**SUPPLIED TEXT**
──────────────────────────────

Anyways, if you haven’t noticed, I tend to ramble. I doubt anyone will read these entries anyway, we’re all too obsessed with the quick 15 second clips and an endless scroll with limited characters. It is my hope though this this website and maybe even this journal will inspire others to slow down a little. Connect with each other. Connect with yourselves. The world needs less influence, and a lot more inspiration.

──────────────────────────────

**LISTED RECORDS**
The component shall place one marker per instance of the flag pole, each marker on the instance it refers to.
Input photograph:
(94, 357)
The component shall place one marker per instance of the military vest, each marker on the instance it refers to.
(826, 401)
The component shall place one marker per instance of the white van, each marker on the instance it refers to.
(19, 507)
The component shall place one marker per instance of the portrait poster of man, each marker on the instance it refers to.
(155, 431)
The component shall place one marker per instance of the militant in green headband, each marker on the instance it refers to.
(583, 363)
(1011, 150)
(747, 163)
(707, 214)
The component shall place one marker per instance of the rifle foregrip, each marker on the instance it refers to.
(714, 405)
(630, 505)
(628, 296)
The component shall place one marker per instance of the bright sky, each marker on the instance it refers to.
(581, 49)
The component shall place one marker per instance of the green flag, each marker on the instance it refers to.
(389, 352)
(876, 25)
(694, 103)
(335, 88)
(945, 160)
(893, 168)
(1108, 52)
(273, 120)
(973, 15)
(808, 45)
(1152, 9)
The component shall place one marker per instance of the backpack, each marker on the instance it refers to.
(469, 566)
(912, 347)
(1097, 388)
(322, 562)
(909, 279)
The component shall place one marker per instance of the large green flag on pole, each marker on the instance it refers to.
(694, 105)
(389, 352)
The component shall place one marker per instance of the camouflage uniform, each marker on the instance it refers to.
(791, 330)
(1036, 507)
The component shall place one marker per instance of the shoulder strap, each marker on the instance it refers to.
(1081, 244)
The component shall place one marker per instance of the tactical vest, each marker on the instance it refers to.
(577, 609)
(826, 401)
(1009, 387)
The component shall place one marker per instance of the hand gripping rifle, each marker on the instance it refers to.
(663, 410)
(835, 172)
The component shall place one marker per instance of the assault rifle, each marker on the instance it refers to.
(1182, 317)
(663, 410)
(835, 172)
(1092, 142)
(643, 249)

──────────────────────────────

**PROBLEM REQUIREMENTS**
Reproduce the passage of the journal entry between "Anyways, if you" and "lot more inspiration.", inclusive, without changing a word.

**ANSWER AREA**
Anyways, if you haven’t noticed, I tend to ramble. I doubt anyone will read these entries anyway, we’re all too obsessed with the quick 15 second clips and an endless scroll with limited characters. It is my hope though this this website and maybe even this journal will inspire others to slow down a little. Connect with each other. Connect with yourselves. The world needs less influence, and a lot more inspiration.